→ Questions to answer
A) According to the article on the Sudan Medical Link, in what year did the Bishop of Salisbury and his wife visit Juba Hospital?
B) In the article on the Sudan Medical Link, repeat the stretch from "With the legendary" through "their wits end.".
C) Pick up the article on the Sudan Medical Link after its last sentence and continue it.

→ Document section

━━━━━━

A Special International Friendship

by Gerry Lynch last modified 16 Jun, 2016 12:48 PM

As the Sudan Fête approaches on 19 June, we look at how the Sudan Medical Link began

With the legendary annual Bishop’s Summer Fête for the Sudan Medical Link coming up on 19 June, we take a look at how the Sudan Medical Link began and why this special international friendship has come to mean so much in Salisbury.

Back in 1983, while the then Bishop of Salisbury, John Baker, and his wife Gill were on a visit to Southern Sudan they were taken to Juba Hospital where numerous casualties of the civil war were being treated. They were appalled by what they saw – an almost complete absence of even basic medicines, dressings or clinical equipment; overcrowded wards, non-existent hygiene and medical staff, often poorly trained, at their wits end.

The Bakers’ reaction on their return home was to organise urgent deliveries of bandages and dressings to Juba – and the Salisbury-Sudan Medical Link was born.

Since its beginnings it has sought to reach out to and meet primary healthcare needs throughout the Sudans – both north and south – through the Dioceses of the Episcopal Church of South Sudan and Sudan (ECSSS) with which the Diocese of Salisbury has a link.

The Medical Link still supplies bandages, dressings and disinfectants – though these now form part of larger primary health care kits that go to clinics rather than hospitals. Other items included in such kits are basic medicines that cure common ailments such chest infections, worms, diarrhoea, and dehydration – things like painkillers, antibiotics and anti-malarials, These are all supplied in paediatric as well as adult doses. From time to time microscopes and other clinical equipment are included. And occasionally the Link funds the construction of clinics.

While the Link primarily focuses upon clinics in ECSSS Dioceses in South Sudan, a delivery is on its way to Kadugli Diocese in the north and they are working out how to supply Port Sudan on the Red Sea.

To be effective, though, any supply of medicines and equipment will need trained medical workers. During the civil war training was sparse, leaving a legacy of only a few, elderly clinicians with dated skills to staff ECSSS clinics. The Medical Link seeks to update these older workers and train the next generation of clinical officers, nurses, midwives and laboratory technicians – albeit in a modest way considering the huge needs and our limited resources.

━━━━━━

Photo-based referring expression data:
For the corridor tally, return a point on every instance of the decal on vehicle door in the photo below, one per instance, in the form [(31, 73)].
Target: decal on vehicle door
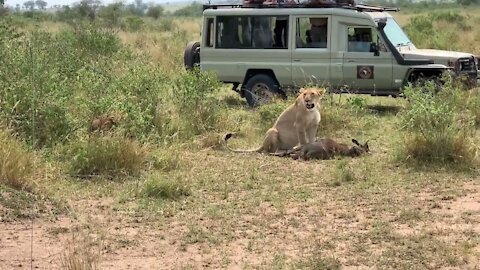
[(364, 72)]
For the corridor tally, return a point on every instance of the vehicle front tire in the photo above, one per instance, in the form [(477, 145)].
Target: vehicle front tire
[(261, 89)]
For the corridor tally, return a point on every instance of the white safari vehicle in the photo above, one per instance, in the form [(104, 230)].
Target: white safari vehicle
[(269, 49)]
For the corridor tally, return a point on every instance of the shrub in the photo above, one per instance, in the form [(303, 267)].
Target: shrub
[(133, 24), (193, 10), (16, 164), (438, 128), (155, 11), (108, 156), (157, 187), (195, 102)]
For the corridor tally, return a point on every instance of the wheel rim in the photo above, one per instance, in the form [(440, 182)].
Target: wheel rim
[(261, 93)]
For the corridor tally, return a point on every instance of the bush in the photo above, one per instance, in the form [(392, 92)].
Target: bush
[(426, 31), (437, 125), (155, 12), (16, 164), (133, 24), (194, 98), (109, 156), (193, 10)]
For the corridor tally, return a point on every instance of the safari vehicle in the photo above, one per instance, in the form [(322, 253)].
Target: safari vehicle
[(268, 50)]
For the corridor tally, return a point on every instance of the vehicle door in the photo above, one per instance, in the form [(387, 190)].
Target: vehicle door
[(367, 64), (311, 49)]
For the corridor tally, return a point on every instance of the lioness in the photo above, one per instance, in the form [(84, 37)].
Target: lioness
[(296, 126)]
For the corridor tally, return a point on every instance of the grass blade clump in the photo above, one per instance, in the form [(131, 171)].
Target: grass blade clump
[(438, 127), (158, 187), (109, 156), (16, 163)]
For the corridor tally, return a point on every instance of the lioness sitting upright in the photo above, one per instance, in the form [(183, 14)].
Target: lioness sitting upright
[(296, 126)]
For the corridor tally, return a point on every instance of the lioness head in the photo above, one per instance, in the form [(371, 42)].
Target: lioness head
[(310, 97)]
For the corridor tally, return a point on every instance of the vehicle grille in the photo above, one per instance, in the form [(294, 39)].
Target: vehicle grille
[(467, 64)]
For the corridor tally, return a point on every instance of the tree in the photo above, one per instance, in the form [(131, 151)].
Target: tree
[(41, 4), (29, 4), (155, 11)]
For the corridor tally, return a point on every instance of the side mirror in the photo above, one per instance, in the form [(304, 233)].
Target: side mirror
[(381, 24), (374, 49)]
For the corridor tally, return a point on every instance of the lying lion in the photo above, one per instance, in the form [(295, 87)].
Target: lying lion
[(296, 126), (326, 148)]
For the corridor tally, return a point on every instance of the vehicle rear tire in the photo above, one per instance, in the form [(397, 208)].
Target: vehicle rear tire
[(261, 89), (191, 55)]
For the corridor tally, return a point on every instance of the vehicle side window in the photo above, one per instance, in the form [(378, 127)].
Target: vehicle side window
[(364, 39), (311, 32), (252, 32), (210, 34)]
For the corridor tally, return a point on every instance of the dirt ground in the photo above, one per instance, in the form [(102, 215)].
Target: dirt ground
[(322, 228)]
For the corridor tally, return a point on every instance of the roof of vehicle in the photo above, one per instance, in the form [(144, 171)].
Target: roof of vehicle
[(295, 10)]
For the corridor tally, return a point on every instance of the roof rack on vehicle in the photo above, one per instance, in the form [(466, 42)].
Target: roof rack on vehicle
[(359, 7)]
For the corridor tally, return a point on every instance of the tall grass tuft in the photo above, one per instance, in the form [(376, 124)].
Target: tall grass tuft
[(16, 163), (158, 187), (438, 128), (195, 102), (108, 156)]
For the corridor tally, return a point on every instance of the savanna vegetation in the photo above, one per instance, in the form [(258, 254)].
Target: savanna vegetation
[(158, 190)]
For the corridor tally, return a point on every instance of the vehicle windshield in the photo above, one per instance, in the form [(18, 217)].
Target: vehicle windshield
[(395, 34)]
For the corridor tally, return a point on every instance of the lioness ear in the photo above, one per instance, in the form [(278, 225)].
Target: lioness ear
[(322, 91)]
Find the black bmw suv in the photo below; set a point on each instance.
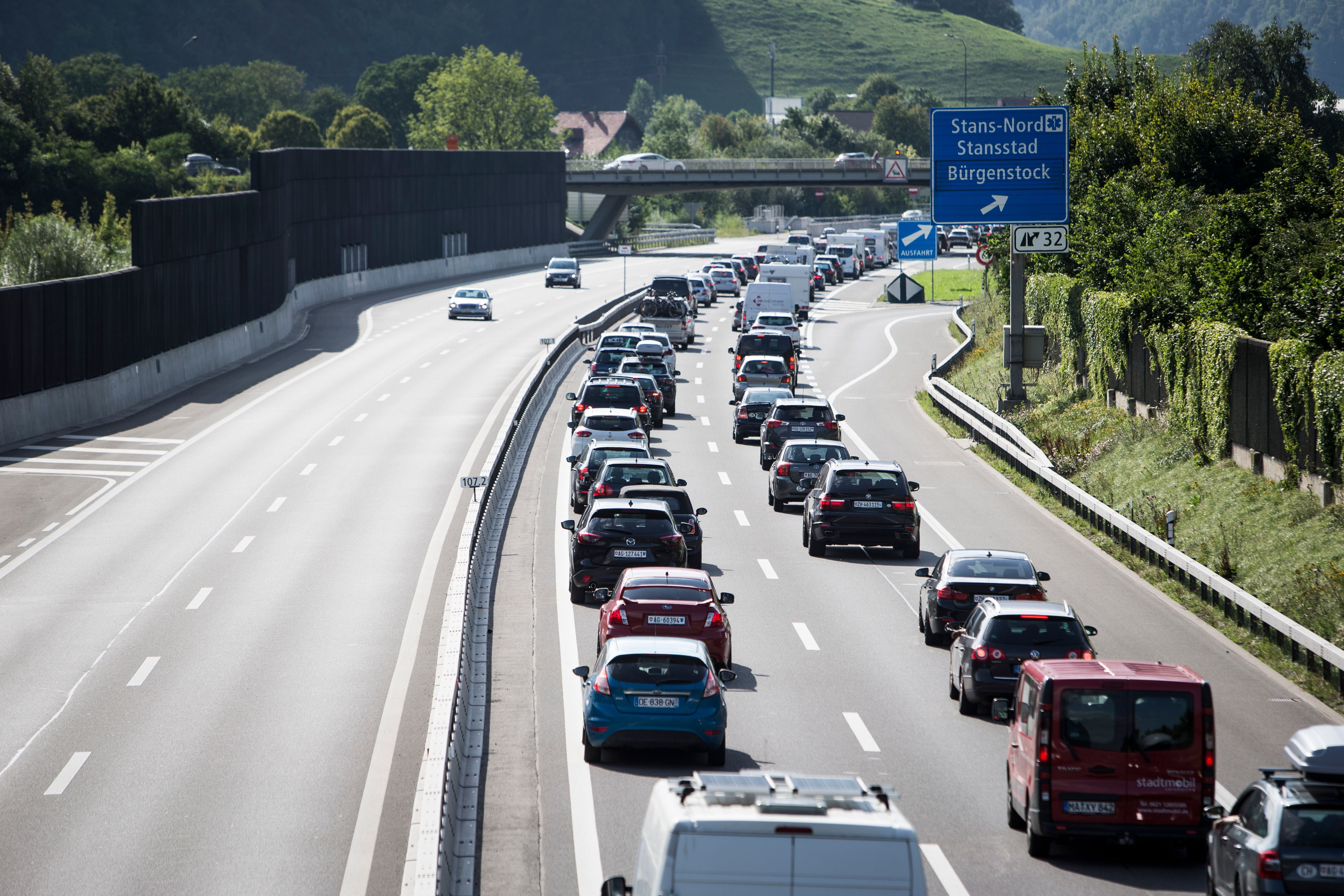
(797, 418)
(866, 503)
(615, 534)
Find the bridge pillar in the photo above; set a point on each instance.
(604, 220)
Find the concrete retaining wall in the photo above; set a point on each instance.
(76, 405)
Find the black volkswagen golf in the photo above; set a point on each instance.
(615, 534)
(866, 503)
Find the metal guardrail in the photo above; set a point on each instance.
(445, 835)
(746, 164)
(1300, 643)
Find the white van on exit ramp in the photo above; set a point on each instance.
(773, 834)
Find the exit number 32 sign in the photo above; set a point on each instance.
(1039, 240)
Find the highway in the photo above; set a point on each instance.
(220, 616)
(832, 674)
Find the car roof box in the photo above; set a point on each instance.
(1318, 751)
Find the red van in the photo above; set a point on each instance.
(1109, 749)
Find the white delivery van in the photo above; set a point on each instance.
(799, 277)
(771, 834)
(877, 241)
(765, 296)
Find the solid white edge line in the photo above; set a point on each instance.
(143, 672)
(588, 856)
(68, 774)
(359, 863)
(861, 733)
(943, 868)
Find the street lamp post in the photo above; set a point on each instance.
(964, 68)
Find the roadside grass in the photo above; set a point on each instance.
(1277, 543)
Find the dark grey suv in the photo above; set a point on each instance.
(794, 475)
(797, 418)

━━━━━━

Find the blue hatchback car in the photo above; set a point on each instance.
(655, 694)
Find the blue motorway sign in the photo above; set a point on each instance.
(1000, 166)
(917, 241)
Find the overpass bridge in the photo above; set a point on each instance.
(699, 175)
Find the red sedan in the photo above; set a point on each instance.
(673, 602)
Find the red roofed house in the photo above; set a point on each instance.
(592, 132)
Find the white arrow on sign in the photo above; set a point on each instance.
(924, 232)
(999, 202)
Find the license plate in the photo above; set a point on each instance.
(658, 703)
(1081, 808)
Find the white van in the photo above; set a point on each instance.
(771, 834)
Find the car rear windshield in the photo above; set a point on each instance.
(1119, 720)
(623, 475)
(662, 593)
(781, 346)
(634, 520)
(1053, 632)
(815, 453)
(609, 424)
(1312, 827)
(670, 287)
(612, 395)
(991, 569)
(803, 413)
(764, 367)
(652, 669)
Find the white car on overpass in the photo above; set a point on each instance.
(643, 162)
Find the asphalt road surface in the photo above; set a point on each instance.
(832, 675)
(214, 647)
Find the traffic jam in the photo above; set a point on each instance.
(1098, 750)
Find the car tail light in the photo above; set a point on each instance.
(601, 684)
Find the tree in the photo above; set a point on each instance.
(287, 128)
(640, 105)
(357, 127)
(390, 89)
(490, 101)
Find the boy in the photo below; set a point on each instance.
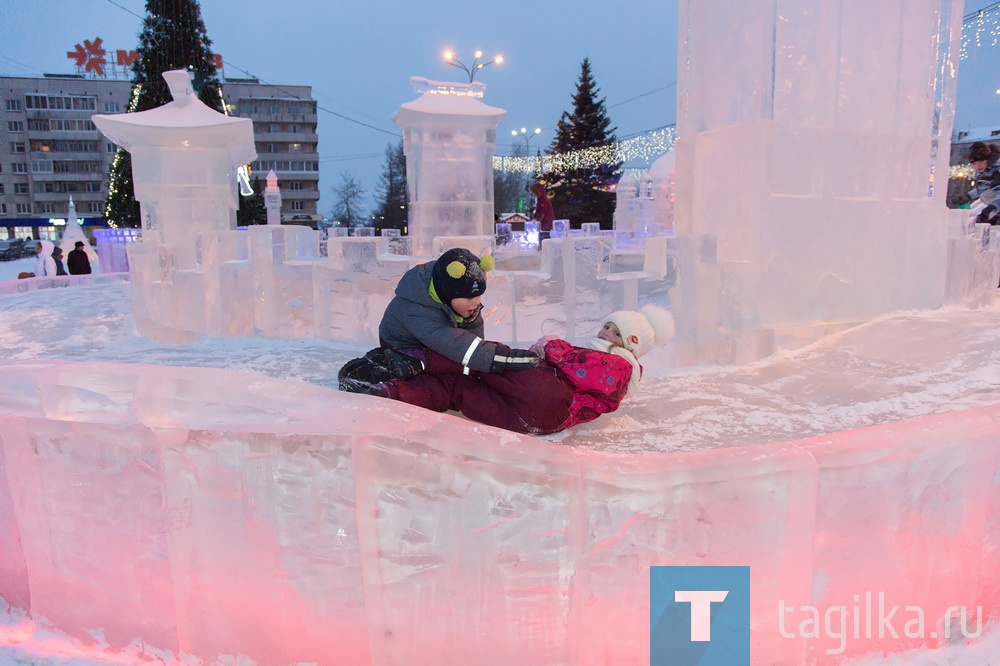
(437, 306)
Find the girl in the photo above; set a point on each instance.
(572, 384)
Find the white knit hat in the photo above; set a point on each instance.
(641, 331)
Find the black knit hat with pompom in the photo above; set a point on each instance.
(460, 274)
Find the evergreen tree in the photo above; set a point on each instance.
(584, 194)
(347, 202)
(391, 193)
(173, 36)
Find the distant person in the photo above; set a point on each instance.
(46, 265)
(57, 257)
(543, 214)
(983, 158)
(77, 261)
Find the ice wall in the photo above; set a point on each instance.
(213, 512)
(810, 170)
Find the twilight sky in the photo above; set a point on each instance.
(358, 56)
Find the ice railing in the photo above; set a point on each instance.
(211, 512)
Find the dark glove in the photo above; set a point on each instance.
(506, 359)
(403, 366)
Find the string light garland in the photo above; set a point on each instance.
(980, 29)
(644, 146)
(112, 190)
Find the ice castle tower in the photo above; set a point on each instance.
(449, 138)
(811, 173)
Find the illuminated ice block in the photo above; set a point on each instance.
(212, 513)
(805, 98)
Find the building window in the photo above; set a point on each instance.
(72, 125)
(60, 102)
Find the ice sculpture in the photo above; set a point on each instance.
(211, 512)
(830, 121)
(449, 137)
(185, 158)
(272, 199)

━━━━━━

→ Exercise results
A) 1983

B)
With the legendary annual Bishop’s Summer Fête for the Sudan Medical Link coming up on 19 June, we take a look at how the Sudan Medical Link began and why this special international friendship has come to mean so much in Salisbury.

Back in 1983, while the then Bishop of Salisbury, John Baker, and his wife Gill were on a visit to Southern Sudan they were taken to Juba Hospital where numerous casualties of the civil war were being treated. They were appalled by what they saw – an almost complete absence of even basic medicines, dressings or clinical equipment; overcrowded wards, non-existent hygiene and medical staff, often poorly trained, at their wits end.

C)
At present they Link supports a clinical officer training in the Maridi National Health Training Institute with another beginning in the autumn. A group of nurses and midwives have recently completed their training at Wau, in the west of the country, and a further ten have just started.

Thirty-three years on, the Medical Link flourishes under the management of two retired GPs from the Diocese of Salisbury and an administrator, as well as a supervisory committee to whom we are answerable. All are volunteers and each has experience of working in East Africa. Monitoring visits to the Sudans are made at least yearly – security permitting; enabling areas of special need to be identified and checks to be made that money is being well spent.

Funding comes from generous donors, mainly from within this Diocese, from modest donations from faithful individuals to occasionally sizeable gifts and legacies. The Bishop’s Fête raises many thousands of pounds every year. There are virtually no overheads.

Of course, results take time to be recognised – in the Sudans no less than elsewhere – but over the years the evidence is there to see. Salisbury-sponsored medical students have graduated and return to serve communities in their Diocese: clinics are thriving, patients being healed. But just as important are the relationships that are formed during our visits with our brothers and sisters in the Sudans, sharing laughter, comforting in sorrow, praying together, valuing each other and creating lasting bonds.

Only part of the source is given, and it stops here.